● **What you will do**:
A. Answer these questions using the review of To Catch a Thief.
(i) Who wrote the film's script?
(ii) Whose cinematography won an Oscar?
(iii) Why was Charles Vanel dubbed?
B. Extend the review of To Catch a Thief with a few more paragraphs, picking up after its final sentence.

Skip to main content

I have a feeling that tonight you're going to see one of the Riviera's most fascinating sights.

To Catch a Thief
(1955)

As lightweight and breezily enjoyable as Hitchcock's third collaboration with Cary Grant is, it is maybe a little bit too pleased with itself. With all the ingredients for success present, there’s a sense of not needing to try very hard to win the viewer over.

John Michael Hayes' script is rife with innuendo-laced (censor-baiting) dialogue, which means the cast simply have to show up in the Riviera (or on the sound stage) and deliver their lines. The flipside of this is that it doesn’t get credit where it’s due for making it all seem so effortless. But, really, Grant could play this in his sleep. Witness his leisurely conversation over lunch with insurance investigator Hughson (John Williams).

Hughson: The pastries are light as air.
John Robie: Germaine has very sensitive hands and an exceedingly light touch. She strangled a German general – without a sound.

Following hot on the heels of Rear Window (contender for the best of the auteur’s films) and with back-to-back male stars and back-to-back Grace Kelly, this is as close as the director would come to a “sure thing” period in his career. By all accounts, Thief was a decent-sized hit, but his slightly mercurial tastes meant it was never certain what he would turn to next (The Trouble with Harry would follow). The talent on board is all that weighs down a film that so slight it could blow away at any moment.

Thus, we are presented with mild intrigue but little real suspense. Consequently, Hitchcock amuses rather than tests himself (although, the extensive location shooting was something of a departure, and he makes use of helicopter shots; needless to say, he wasn't present). The film certainly looks gorgeous (Robert Burke’s cinematography won an Oscar). It was only on the language side that there were problems to overcome. Notably, Charles Vanel (as Bertani) was dubbed as he did not speak English.

Grant plays retired cat burglar John Robie, falsely accused of being back in the game, and makes a more convincing fist of it than Sean Connery would four decades later in Entrapment. There’s clearly a desire to make Robie a fine and upstanding former criminal; not only is he repentant but he served with the resistance during the War. And still he can’t catch a break!

(Records from a data collection)
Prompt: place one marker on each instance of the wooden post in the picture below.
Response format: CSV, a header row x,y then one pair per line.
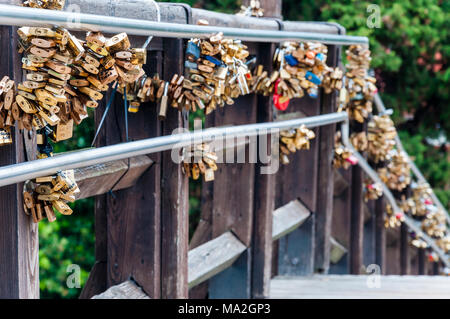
x,y
298,180
357,221
174,192
422,261
19,242
233,198
325,185
128,221
264,203
340,230
380,235
404,250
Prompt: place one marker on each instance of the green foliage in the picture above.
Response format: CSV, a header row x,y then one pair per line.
x,y
410,54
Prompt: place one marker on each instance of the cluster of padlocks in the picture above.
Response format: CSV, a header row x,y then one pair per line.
x,y
43,195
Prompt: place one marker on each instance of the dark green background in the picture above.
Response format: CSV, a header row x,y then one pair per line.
x,y
411,51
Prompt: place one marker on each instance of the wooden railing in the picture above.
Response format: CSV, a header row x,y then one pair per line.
x,y
299,221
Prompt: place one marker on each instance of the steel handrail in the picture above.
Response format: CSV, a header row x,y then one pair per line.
x,y
22,16
21,172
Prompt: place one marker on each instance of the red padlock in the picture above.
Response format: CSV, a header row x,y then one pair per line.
x,y
280,105
352,160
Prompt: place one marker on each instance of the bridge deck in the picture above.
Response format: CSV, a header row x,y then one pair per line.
x,y
357,287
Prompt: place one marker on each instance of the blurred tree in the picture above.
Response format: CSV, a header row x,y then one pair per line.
x,y
411,52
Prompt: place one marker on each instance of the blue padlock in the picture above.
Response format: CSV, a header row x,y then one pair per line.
x,y
358,97
313,92
311,77
190,65
291,60
320,57
213,60
193,50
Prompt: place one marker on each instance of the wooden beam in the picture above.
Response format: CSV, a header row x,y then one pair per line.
x,y
380,235
100,179
19,240
174,193
264,193
405,264
288,218
213,257
357,221
125,290
337,251
325,184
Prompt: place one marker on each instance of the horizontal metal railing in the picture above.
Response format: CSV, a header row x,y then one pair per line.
x,y
21,172
21,16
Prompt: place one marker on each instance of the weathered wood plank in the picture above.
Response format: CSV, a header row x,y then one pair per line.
x,y
340,229
125,290
288,218
325,184
356,287
174,193
96,283
213,257
298,180
132,216
264,199
405,264
19,241
380,235
357,221
100,179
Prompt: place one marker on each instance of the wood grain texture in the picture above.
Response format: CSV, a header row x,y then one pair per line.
x,y
357,221
174,194
325,184
125,290
298,180
355,287
96,283
264,200
340,229
213,257
405,263
128,221
288,218
337,251
380,235
19,242
101,178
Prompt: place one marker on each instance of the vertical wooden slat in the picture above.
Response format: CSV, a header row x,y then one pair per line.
x,y
422,261
264,203
340,229
325,185
233,197
357,221
174,193
19,241
369,234
380,235
128,221
404,250
298,180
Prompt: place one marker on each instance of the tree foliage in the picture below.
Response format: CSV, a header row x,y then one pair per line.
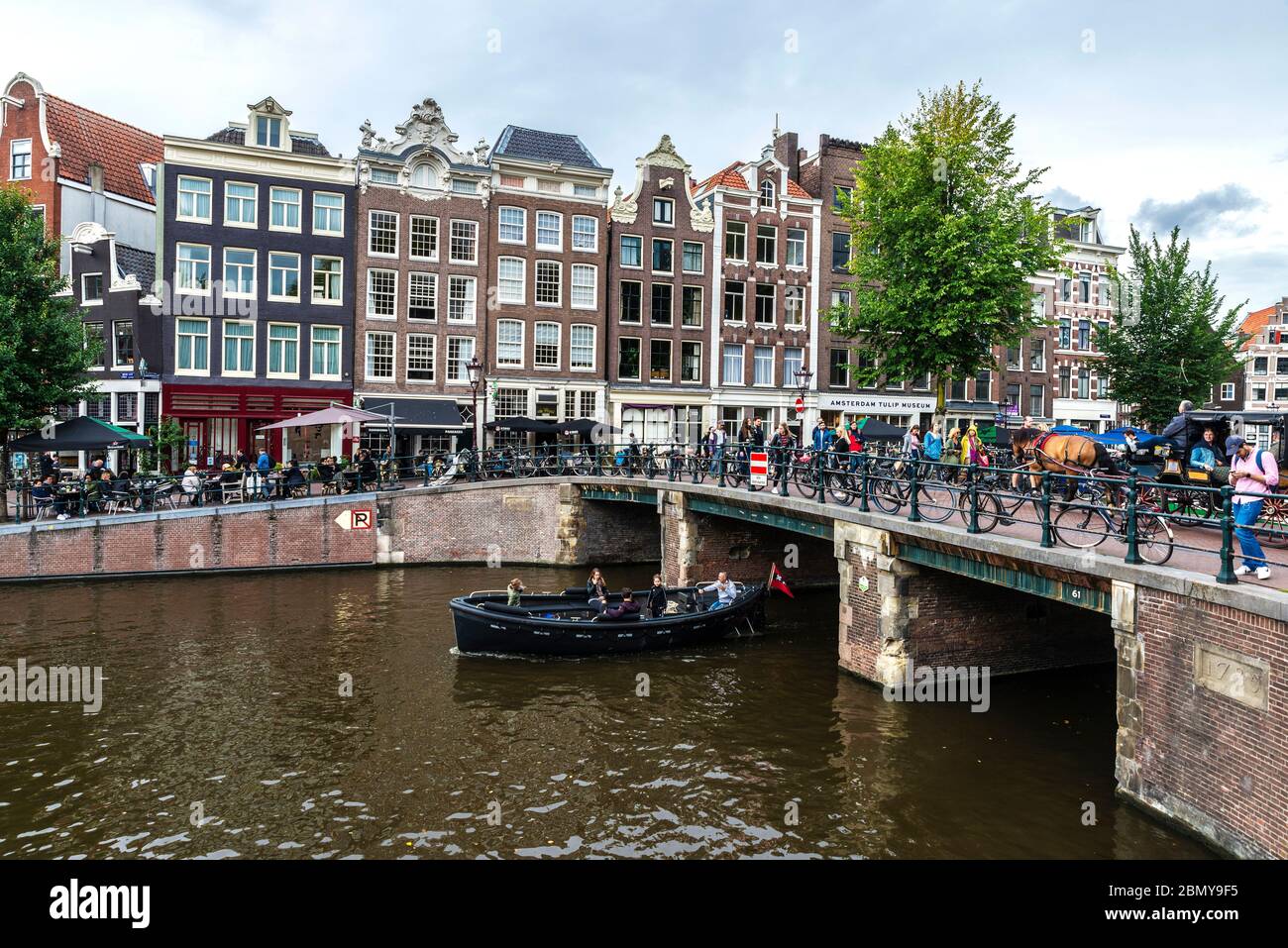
x,y
944,239
1171,339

● **Responses per task**:
A.
(i) John Michael Hayes
(ii) Robert Burke's
(iii) He did not speak English.

B.
The former Archibald Leach was a fifty when this was released, and considering retirement (it took him another decade). The script pegged Robie at 35. As healthy as he looks, his tan is slightly scary; everyone else appears bleached in comparison. Grace Kelly did retire a couple of years after making Thief (only a quarter of a century Grant's junior). She and Grant have a playful chemistry, although it’s difficult to believe that Grant wouldn’t come across as easy going opposite anyone. If all this interest in age seems excessive, the studio didn’t think so. The film was in the can in ’54 but delayed by Paramount execs fretting over the gap between them.

The "thriller" plot is really just there to top and tail Kelly’s (Frances Stevens’) conquest of the reluctant older man, which she does with relish (“Do you want a leg or a breast?” she asks him as they picnic). Her first scene is subdued, very much the demur ice queen. But when Grant escorts her to her door she reveals herself, moving to kiss him. Later, Hitch takes delight in cutting from Robie and Frances embracing on a sofa to a succession of exploding fireworks. Post-Airplane! such scenes can never be seen as less than ridiculous, but it’s not as if Hitchcock wasn’t smirking as he gave full rein to the naughty schoolboy within.

Regarding Kelly, I have to be honest; I was more taken with Brigitte Auber's Danielle (the daughter of one of Robie's old associates). She's so much more playful and, well, fun than Kelly. (Auber’s interplay with Grant is marvelously feisty; told she is only a girl compared to Kelly, she asks Robie “Why buy an old car if you can get a new one cheaper? It will run better and last longer”). Since I’m stuck on the cast’s ages I’ll mention two more; Auber was a couple of years older than Kelly. And then there’s the older lady.

Jessie Royce Landis steals every scene as Kelly's mother (no wonder Hitchcock invited her back for North By Northwest, this time as Grant's mother – there are eight years between them). A motif of the director’s, destruction towards eggs, is present twice here. One occasion repeats the particularly violent act of stubbing a cigarette out in a fried egg, last seen in Rebecca. The mother-in-law final gag (she will come and live with the happy couple) seems very familiar, but achieved the desired aim of avoiding making the ending too blissful.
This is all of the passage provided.